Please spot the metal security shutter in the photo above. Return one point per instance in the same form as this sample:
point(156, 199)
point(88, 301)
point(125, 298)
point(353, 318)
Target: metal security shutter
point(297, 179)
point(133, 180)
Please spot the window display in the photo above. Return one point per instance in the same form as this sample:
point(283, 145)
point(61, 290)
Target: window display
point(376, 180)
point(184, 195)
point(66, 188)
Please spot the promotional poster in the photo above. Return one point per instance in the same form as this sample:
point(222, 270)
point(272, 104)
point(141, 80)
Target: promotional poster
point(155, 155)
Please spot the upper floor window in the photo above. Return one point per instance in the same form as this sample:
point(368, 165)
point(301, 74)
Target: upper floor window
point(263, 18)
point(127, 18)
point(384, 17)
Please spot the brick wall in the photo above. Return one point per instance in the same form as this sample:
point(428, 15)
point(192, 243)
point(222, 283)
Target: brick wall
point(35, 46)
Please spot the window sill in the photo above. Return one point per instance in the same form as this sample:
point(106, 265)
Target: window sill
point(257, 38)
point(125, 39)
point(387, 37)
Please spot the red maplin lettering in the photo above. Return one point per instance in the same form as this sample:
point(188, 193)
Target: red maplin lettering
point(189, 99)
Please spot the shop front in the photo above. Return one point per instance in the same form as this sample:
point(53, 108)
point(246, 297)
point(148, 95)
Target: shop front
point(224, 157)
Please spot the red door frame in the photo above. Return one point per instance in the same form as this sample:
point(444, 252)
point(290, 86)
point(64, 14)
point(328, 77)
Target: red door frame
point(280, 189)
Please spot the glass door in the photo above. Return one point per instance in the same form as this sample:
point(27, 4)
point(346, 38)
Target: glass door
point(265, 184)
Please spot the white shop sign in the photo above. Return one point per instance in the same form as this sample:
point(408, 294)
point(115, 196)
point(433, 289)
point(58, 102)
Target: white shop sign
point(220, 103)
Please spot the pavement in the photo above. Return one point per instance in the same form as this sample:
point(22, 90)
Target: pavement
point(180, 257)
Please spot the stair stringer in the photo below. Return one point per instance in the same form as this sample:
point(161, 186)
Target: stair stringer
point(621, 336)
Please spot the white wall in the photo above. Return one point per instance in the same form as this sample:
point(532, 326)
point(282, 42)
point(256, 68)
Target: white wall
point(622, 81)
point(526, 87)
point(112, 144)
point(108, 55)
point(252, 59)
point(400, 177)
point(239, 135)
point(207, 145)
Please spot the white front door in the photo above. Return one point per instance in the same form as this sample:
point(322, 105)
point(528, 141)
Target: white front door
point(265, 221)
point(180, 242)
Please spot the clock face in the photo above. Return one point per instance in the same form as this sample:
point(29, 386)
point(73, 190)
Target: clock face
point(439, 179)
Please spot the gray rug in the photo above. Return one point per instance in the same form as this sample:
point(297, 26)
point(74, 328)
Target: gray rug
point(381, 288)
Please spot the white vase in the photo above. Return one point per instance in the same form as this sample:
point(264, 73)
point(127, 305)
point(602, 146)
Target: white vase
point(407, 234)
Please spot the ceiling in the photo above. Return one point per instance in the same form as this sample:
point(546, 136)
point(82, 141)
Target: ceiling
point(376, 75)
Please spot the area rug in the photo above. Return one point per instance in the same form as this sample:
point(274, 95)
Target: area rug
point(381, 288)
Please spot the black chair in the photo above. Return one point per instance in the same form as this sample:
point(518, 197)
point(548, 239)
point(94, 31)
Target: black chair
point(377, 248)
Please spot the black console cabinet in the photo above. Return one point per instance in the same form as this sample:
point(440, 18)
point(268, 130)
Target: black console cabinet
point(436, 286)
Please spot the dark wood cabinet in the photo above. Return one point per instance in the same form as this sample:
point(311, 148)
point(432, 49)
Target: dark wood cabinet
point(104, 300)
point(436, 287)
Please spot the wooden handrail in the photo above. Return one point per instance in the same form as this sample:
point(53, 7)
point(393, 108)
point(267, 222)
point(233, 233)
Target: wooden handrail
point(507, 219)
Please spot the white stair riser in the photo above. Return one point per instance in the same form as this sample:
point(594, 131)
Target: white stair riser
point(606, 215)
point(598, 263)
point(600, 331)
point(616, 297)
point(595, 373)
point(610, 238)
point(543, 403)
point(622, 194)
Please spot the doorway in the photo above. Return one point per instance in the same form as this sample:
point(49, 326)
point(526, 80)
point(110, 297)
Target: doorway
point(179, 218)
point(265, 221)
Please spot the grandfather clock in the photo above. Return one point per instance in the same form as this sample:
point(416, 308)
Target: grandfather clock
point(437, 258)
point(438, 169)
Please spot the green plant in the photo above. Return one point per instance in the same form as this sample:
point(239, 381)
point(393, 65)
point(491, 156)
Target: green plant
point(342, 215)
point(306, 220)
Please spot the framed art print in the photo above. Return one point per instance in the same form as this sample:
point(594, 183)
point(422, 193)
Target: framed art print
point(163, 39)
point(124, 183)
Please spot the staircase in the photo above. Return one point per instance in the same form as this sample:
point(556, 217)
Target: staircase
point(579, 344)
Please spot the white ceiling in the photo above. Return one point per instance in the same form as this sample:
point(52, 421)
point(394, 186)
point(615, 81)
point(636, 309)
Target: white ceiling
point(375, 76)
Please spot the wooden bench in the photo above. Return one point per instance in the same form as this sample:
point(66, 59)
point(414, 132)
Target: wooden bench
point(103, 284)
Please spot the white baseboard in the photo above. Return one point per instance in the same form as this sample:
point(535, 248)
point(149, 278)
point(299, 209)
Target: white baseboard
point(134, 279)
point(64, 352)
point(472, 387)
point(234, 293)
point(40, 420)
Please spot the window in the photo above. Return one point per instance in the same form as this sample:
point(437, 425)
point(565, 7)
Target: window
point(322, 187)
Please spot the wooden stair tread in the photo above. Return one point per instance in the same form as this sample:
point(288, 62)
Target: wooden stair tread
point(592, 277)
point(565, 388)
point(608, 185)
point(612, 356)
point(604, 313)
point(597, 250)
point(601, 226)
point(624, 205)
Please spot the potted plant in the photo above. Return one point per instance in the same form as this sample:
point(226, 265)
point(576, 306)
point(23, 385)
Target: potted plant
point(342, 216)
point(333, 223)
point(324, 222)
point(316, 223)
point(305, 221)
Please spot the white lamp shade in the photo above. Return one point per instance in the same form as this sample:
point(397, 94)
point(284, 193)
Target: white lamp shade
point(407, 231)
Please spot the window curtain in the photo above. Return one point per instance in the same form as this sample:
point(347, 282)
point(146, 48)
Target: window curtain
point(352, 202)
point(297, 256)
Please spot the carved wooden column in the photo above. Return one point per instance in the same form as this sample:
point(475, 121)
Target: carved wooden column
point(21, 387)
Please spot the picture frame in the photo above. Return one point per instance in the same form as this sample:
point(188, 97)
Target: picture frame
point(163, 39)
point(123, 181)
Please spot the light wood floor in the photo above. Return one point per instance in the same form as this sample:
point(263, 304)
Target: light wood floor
--------------------------------
(Required task)
Rewrite all of the items above, changing "Please spot" to "Please mark" everywhere it appears and keeping everything else the same.

(Result)
Please mark the metal security shutter in the photo above. Return one point per instance in the same form as this sample:
point(156, 199)
point(88, 301)
point(125, 298)
point(353, 318)
Target: metal security shutter
point(297, 179)
point(133, 180)
Please mark the window display in the photo above. Return one point per instance in the same form as this sample:
point(283, 145)
point(61, 290)
Target: window display
point(376, 180)
point(184, 195)
point(66, 188)
Please mark the promotional poster in the photo above. Return one point per instance in the same form as this sample:
point(222, 270)
point(272, 104)
point(141, 80)
Target: promotional poster
point(155, 155)
Please mark the upper floor window in the photo above. Return one point per instance in the same form as this sample:
point(368, 165)
point(301, 74)
Target: upper floor window
point(263, 18)
point(127, 18)
point(384, 17)
Please mark the brick wall in the photo above. Return one point per instance in the same form as this sample:
point(428, 15)
point(192, 243)
point(222, 283)
Target: brick wall
point(35, 46)
Please mark the window sill in the photo above. Return one point per instance in the same form as this sample:
point(106, 265)
Target: window sill
point(257, 38)
point(125, 39)
point(387, 37)
Please mark the red maplin lettering in the photo above. Return one point per instance in the same form as this sample:
point(188, 193)
Target: red maplin lettering
point(189, 99)
Please mark the shop front in the photo above. Return one point per instance in the same form as this sample:
point(53, 108)
point(246, 297)
point(148, 95)
Target: shop front
point(224, 157)
Please mark the red door frame in the photo above. Return one point per instance in the same form as this sample:
point(444, 252)
point(290, 86)
point(64, 14)
point(328, 77)
Target: red door frame
point(280, 189)
Please mark the glass door in the photo above. Return one point per instance in the same form as this sample:
point(27, 4)
point(346, 38)
Target: glass door
point(265, 184)
Please mark the white shop sign in the photo above. Return one point per instance in the same form as this sample:
point(408, 294)
point(115, 196)
point(433, 289)
point(58, 102)
Target: white shop sign
point(220, 103)
Please mark the pavement in the photo above. Return one point per instance in the same form as this sample:
point(22, 90)
Target: pavement
point(180, 257)
Please mark the stair stringer in the photo below. Return one point per instance in the same form as this sample:
point(161, 186)
Target: stair stringer
point(621, 336)
Please mark the white wall in the photo above. Return one point per instance in the same form as this sample:
point(532, 326)
point(282, 42)
point(256, 68)
Target: white wall
point(622, 81)
point(526, 87)
point(112, 144)
point(108, 55)
point(252, 59)
point(400, 177)
point(239, 135)
point(207, 145)
Please mark the white front door in the photo above. Return one point per instance in the same form as this sample:
point(322, 105)
point(528, 141)
Target: white front door
point(265, 221)
point(180, 242)
Please mark the clock face in the photo above. Return one point per instance in the same form as this sample:
point(29, 386)
point(73, 190)
Target: clock face
point(439, 179)
Please mark the gray rug in the photo above. Return one point per instance in the same form as this sample:
point(297, 26)
point(74, 328)
Target: gray rug
point(381, 288)
Please mark the white vase in the photo above. Return one point per instance in the same form as this sample:
point(264, 73)
point(127, 305)
point(602, 146)
Target: white vase
point(407, 234)
Please mark the ceiling in the photo above. Return one point per instance in the same form as this sample:
point(546, 136)
point(82, 141)
Target: ceiling
point(376, 75)
Please mark the area rug in the photo above. Return one point per instance in the same form as this sample:
point(274, 95)
Target: area rug
point(381, 288)
Please mark the black chair in the photo above. Return one point per instance in the same form as this sample:
point(518, 197)
point(548, 239)
point(94, 31)
Target: black chair
point(377, 248)
Please mark the black console cabinet in the photo above. Return one point per instance in the same form as this sample:
point(440, 18)
point(268, 130)
Target: black console cabinet
point(436, 286)
Please mark the dark wood cabinet in the photo above. Return one point per instance in the same form as this sample:
point(311, 148)
point(432, 49)
Target: dark wood cabinet
point(104, 300)
point(436, 287)
Please mark the wooden handrail in the photo above. Return one point per instance in the same form as this sample:
point(53, 7)
point(393, 108)
point(267, 222)
point(233, 233)
Target: wooden handrail
point(507, 219)
Please mark the white stair riser in the photo above. Return one point per instance in the same form as this sample:
point(594, 131)
Target: white stair riser
point(606, 215)
point(598, 263)
point(600, 331)
point(616, 297)
point(595, 373)
point(610, 238)
point(543, 403)
point(622, 194)
Please mark the doorway in the photo above. Return one point per instance in the same form as this sample:
point(49, 326)
point(526, 80)
point(110, 297)
Target: doorway
point(179, 218)
point(265, 221)
Please mark the grandfather clock in the photo above. Return one point per instance in the same form as this sample:
point(416, 308)
Target: grandfather clock
point(437, 258)
point(438, 169)
Please mark the green plant in the photo above. Return one point per instance in the same form as this sample:
point(239, 381)
point(393, 65)
point(491, 156)
Target: green plant
point(342, 215)
point(306, 220)
Please mark the framed art print in the photo above. Return one point per instance in the same form as this sample:
point(594, 183)
point(422, 193)
Target: framed art print
point(163, 39)
point(124, 183)
Please mark the staircase in the photo above. Return one point per instance in the same form as this sample:
point(556, 217)
Target: staircase
point(579, 344)
Please mark the white ceiling in the photo above. Return one point per instance in the same form as this sample:
point(52, 421)
point(394, 186)
point(615, 81)
point(636, 309)
Target: white ceiling
point(375, 76)
Please mark the wooden bench in the photo above. Return one point per instance in the same form as this sample:
point(66, 59)
point(414, 132)
Target: wooden bench
point(103, 284)
Please mark the white baseboard in the photo above. Return one point per instance in the same form as this sample:
point(535, 248)
point(149, 278)
point(299, 209)
Target: white baseboard
point(134, 279)
point(64, 352)
point(472, 387)
point(234, 293)
point(40, 420)
Please mark the window in the photo above. Return one point per instance in the same form as this sample:
point(437, 425)
point(565, 7)
Target: window
point(322, 187)
Please mark the wooden stair tread in the photo above. Return one point per instance in the same form as this sample:
point(288, 62)
Target: wooden stair tread
point(592, 277)
point(565, 388)
point(608, 185)
point(612, 356)
point(604, 313)
point(597, 250)
point(601, 226)
point(624, 205)
Please mark the potted plant in the photo above. Return one point per instance in the same form as this sample:
point(226, 265)
point(576, 306)
point(23, 385)
Target: potted plant
point(342, 216)
point(333, 223)
point(324, 222)
point(316, 223)
point(305, 221)
Please mark the white lamp shade in the photo above. Return one point per instance in the same form as this sample:
point(397, 94)
point(284, 193)
Target: white lamp shade
point(407, 231)
Please mark the window curtain in the photo above. Return one point per instance in the same form as this sample:
point(347, 282)
point(146, 48)
Target: window curtain
point(352, 202)
point(297, 256)
Please mark the carved wooden column in the photo above. Return one point per instance in the same form as this sample:
point(475, 121)
Target: carved wooden column
point(21, 387)
Please mark the picture frame in the photo above. Return one point per instance in the same form as this sample:
point(188, 97)
Target: picture frame
point(163, 39)
point(123, 181)
Please mark the light wood floor in the photo above. Return one point per instance in the same form as this sample:
point(263, 304)
Target: light wood floor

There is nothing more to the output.